§ **Set problem**
Transcribe the full listing below exactly.
━━━━━━━━━━━━━━━━━━━━
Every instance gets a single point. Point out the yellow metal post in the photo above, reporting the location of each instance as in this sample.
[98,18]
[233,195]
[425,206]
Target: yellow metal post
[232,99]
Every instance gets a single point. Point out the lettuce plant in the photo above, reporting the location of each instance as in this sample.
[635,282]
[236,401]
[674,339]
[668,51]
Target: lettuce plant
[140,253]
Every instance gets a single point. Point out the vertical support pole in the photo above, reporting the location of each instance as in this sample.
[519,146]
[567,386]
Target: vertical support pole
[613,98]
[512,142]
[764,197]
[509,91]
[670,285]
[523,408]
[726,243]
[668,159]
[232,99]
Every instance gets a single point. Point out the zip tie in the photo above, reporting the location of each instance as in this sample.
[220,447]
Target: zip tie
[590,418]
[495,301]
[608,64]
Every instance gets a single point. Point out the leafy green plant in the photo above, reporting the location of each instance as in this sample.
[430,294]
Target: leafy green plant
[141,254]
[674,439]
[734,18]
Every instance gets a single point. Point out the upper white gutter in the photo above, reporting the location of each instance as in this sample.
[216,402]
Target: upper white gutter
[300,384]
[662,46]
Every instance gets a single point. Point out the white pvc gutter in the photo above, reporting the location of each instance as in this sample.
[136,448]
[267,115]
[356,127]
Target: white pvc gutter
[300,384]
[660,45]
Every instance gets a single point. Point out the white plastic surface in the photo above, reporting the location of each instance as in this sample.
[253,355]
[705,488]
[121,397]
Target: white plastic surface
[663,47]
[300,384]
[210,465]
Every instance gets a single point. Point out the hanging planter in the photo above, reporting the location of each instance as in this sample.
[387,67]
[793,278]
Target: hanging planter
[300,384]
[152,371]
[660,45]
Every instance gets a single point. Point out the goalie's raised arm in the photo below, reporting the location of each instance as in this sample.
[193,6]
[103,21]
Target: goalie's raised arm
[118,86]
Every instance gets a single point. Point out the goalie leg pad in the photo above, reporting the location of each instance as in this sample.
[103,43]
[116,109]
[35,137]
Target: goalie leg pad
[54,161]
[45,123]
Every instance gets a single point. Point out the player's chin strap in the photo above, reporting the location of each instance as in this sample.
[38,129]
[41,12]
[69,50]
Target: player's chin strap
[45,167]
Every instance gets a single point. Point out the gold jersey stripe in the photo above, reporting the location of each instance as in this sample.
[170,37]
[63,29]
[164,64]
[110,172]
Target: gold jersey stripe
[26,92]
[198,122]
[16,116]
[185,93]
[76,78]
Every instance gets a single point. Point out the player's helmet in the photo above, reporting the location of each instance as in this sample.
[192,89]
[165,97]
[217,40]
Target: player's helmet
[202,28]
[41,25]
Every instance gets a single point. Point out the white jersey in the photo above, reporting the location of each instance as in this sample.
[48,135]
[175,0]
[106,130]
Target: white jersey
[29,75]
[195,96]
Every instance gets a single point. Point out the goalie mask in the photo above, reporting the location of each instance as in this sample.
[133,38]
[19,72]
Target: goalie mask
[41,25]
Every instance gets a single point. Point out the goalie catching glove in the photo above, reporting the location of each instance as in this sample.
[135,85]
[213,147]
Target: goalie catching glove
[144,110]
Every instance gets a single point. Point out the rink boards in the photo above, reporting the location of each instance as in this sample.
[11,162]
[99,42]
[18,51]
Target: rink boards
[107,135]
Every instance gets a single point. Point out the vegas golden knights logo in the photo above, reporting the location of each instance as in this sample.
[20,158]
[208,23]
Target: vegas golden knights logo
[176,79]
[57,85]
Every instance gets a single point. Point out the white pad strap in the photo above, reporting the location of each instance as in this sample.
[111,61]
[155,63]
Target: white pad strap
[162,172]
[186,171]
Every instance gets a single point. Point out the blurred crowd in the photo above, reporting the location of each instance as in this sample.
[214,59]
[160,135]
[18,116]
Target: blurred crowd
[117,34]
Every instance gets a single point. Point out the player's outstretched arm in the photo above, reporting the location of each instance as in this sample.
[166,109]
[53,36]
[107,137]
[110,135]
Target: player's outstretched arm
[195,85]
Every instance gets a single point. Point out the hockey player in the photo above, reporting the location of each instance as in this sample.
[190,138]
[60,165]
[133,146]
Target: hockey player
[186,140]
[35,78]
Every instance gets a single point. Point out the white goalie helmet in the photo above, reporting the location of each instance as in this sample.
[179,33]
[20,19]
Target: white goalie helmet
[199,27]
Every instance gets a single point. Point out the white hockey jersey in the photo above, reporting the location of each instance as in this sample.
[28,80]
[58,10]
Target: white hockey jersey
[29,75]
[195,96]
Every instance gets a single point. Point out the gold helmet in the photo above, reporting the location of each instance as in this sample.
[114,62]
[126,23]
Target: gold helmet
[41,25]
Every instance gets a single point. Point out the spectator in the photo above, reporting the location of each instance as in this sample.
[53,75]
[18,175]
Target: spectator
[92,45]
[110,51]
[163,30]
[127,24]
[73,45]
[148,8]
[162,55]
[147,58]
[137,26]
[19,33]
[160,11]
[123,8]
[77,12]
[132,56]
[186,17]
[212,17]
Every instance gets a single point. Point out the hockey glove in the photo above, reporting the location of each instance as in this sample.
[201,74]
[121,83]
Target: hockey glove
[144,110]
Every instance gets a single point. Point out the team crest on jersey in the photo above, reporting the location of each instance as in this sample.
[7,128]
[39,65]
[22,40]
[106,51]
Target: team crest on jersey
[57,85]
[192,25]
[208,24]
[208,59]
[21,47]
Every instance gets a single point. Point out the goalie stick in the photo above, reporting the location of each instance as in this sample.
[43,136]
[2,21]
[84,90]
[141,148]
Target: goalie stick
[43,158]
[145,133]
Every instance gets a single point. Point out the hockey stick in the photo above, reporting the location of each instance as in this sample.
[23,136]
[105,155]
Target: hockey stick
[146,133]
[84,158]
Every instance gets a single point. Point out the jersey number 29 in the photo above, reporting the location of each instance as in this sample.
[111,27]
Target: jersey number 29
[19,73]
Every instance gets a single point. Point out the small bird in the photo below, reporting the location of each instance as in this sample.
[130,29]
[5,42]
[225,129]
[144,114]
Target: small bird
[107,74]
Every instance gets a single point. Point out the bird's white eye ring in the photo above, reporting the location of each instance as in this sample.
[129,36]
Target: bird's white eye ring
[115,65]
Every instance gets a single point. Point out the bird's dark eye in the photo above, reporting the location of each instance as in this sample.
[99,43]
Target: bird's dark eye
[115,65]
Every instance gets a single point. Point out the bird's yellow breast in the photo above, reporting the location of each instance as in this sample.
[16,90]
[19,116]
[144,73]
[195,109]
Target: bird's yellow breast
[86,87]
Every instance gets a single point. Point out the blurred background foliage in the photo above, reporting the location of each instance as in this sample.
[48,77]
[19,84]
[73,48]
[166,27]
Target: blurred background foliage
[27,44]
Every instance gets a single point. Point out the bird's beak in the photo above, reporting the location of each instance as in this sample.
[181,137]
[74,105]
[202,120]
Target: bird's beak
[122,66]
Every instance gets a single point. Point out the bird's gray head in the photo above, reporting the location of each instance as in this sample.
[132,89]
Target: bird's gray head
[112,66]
━━━━━━━━━━━━━━━━━━━━
§ **Response to the exercise**
Every instance gets a single point. Point out the yellow metal post in the photo above, reporting the location of each instance as in this sample.
[98,18]
[233,195]
[425,206]
Target: yellow metal post
[232,99]
Every instance gets a single point. Point out the lettuce plant in the photo above, reporting the location of each instance as in this sample.
[635,282]
[236,401]
[674,339]
[668,51]
Target: lettuce plant
[140,253]
Every instance gets a single point. Point out the vertical support pole in the photo above, reporting the location of each instance as in this sample.
[519,146]
[567,386]
Target: vertical support pole
[613,98]
[512,142]
[764,197]
[509,91]
[670,285]
[523,408]
[726,243]
[668,159]
[232,99]
Every instance gets a single point. Point out the zip tie in the photo above, reporting the location of each instance as in this sample.
[220,447]
Target: zip tie
[590,418]
[495,301]
[608,64]
Every instance gets a single point. Point out the leafy green plant in the photo above, reporting the location of each instance as in this sample.
[430,294]
Target: leafy green plant
[141,254]
[674,439]
[734,18]
Every instance gets a single point. Point out the upper white gutter in the photo above, reporting the location of each instance as in this sample.
[216,402]
Target: upper white gutter
[300,384]
[662,46]
Every instance gets a single point. Point out the white pvc gutter in the photo above, reporting the location of each instance as in this sample.
[136,448]
[267,115]
[356,127]
Target: white pvc gutter
[300,384]
[660,45]
Every instance gets a single point. Point out the white plastic surface in the photo above, reporting the location of each instance as in this sample.
[253,355]
[705,488]
[121,397]
Target: white plastic surface
[663,47]
[300,384]
[210,465]
Every instance gets a single point. Point out the hanging planter in the photo above, reporting the location of each instance as in this sample.
[387,67]
[793,278]
Target: hanging planter
[300,384]
[152,371]
[660,45]
Every instance gets a single point. Point out the goalie's raised arm in the photo below, reporting the location of each instance as in this sample.
[193,6]
[103,21]
Target: goalie's raised arm
[118,86]
Every instance gets a single point. Point out the goalie leg pad in the photo above, reporting the location of each instance as in this sample.
[103,43]
[116,109]
[35,137]
Target: goalie leg pad
[54,161]
[45,123]
Every instance gets a single point. Point out the player's chin strap in the photo above, reporting the location of each instance as in this sample.
[38,129]
[41,12]
[69,50]
Target: player's chin strap
[45,167]
Every instance gets a single point. Point out the gold jersey stripe in the photo above, reporting the location of each instance as in this sample.
[170,37]
[63,29]
[164,64]
[110,172]
Target: gold jersey stripe
[26,92]
[198,122]
[16,116]
[185,93]
[76,78]
Every instance gets a single point. Point out the player's helmet in the photo above, reporting the location of each instance as in this sample.
[192,89]
[165,97]
[217,40]
Target: player's helmet
[202,28]
[41,25]
Every instance gets a single point. Point out the white jersey in the photo above, reporting the location of each instance as in this sample.
[48,135]
[175,0]
[106,130]
Target: white jersey
[29,75]
[195,96]
Every instance gets a single point. Point out the goalie mask in the photo above, reporting the location of each instance as in this sample.
[133,38]
[19,72]
Target: goalie mask
[41,25]
Every instance gets a single point. Point out the goalie catching glove in the photo above, reporting the location of each instance as in this sample.
[135,85]
[213,147]
Target: goalie catching glove
[144,110]
Every instance gets a single point. Point out the rink boards in the photo above, reporting the location of each instance as in this sample.
[11,162]
[99,42]
[18,51]
Target: rink boards
[107,135]
Every instance gets a single point. Point out the vegas golden knights logo in the photo above, reporting the location of each instance as in this sample.
[20,158]
[208,23]
Target: vegas golden knights logo
[176,79]
[57,85]
Every instance gets a single point. Point out the white pad strap in the photo above, reporting the location of each instance as in this sample.
[111,61]
[155,63]
Target: white pad strap
[162,172]
[186,171]
Every instance gets a single point. Point out the blurred crowd in the photo above, reporting the location of each instance as in this sample.
[214,59]
[160,135]
[18,116]
Target: blurred crowd
[117,34]
Every instance gets a single point. Point out the player's outstretched arm in the photo above, reporting the location of each instance as in this sample.
[166,109]
[53,36]
[107,137]
[110,135]
Target: player's outstretched arm
[195,85]
Every instance gets a single point. Point out the hockey player in the photo above, reporting the location of each instance as in this sample.
[190,138]
[60,165]
[133,146]
Target: hockey player
[186,140]
[35,78]
Every instance gets a single point. Point out the white goalie helmet in the photo above, reporting the location of each instance as in this sample.
[179,33]
[20,19]
Target: white goalie helmet
[199,27]
Every instance gets a single point. Point out the white hockey jersey in the photo above, reporting the location of each instance as in this sample.
[28,80]
[58,10]
Target: white hockey jersey
[29,75]
[195,96]
Every instance gets a single point. Point out the gold helmet in the photo above, reporting the location of each instance as in this sample.
[114,62]
[126,23]
Target: gold helmet
[41,25]
Every instance gets a single point. Point out the spectator in the photo above, reporting the location of each instance as in this sample.
[53,75]
[18,175]
Target: spectator
[92,45]
[110,51]
[163,30]
[127,24]
[73,45]
[148,8]
[162,55]
[147,58]
[137,26]
[19,33]
[160,11]
[123,8]
[77,12]
[132,56]
[186,17]
[212,17]
Every instance gets a single point. Point out the hockey glove in the photo above, reporting the location of each instance as in this sample.
[201,74]
[121,83]
Target: hockey glove
[144,110]
Every instance gets a single point. Point out the team crest on jersey in the photo above, reporting the location of each instance as in this sample.
[7,128]
[39,65]
[22,40]
[106,51]
Target: team crest on jersey
[57,85]
[192,25]
[208,24]
[208,59]
[21,47]
Every instance gets a single point. Point out the goalie stick in the photo above, reporting the location of each instance as in this sample.
[43,136]
[2,21]
[84,90]
[141,148]
Target: goalie stick
[43,158]
[145,133]
Every instance gets a single point. Point out the hockey stick in the photo above, reporting the location of each instance as in this sample.
[23,136]
[105,155]
Target: hockey stick
[146,133]
[84,158]
Every instance gets a single point. Point out the jersey number 29 in the photo above, reporting the location of each instance as in this sample.
[111,27]
Target: jersey number 29
[19,73]
Every instance gets a single point. Point out the small bird in the photo below, reporting the location of each instance as in this sample.
[130,29]
[5,42]
[225,129]
[144,114]
Target: small bird
[107,74]
Every instance gets a single point. Point out the bird's white eye ring in the photo above, reporting the location of each instance as in this sample.
[129,36]
Target: bird's white eye ring
[115,65]
Every instance gets a single point. Point out the bird's dark eye in the photo above, reporting the location of each instance as in this sample.
[99,43]
Target: bird's dark eye
[115,65]
Every instance gets a single point. Point out the bird's yellow breast in the photo above, reporting the location of each instance as in this sample.
[16,90]
[19,116]
[144,73]
[195,109]
Target: bird's yellow breast
[86,87]
Every instance gets a single point. Point out the blurred background foliage in the photo above, reporting the location of each instance as in this sample.
[48,77]
[19,84]
[73,48]
[166,27]
Target: blurred background foliage
[27,44]
Every instance gets a single point. Point out the bird's beak in the photo above, reporting the location of each instance as in this sample.
[181,137]
[74,105]
[202,120]
Target: bird's beak
[122,66]
Every instance gets a single point. Point out the bird's gray head in the photo above, reporting the location of each instance as in this sample.
[132,89]
Target: bird's gray head
[112,66]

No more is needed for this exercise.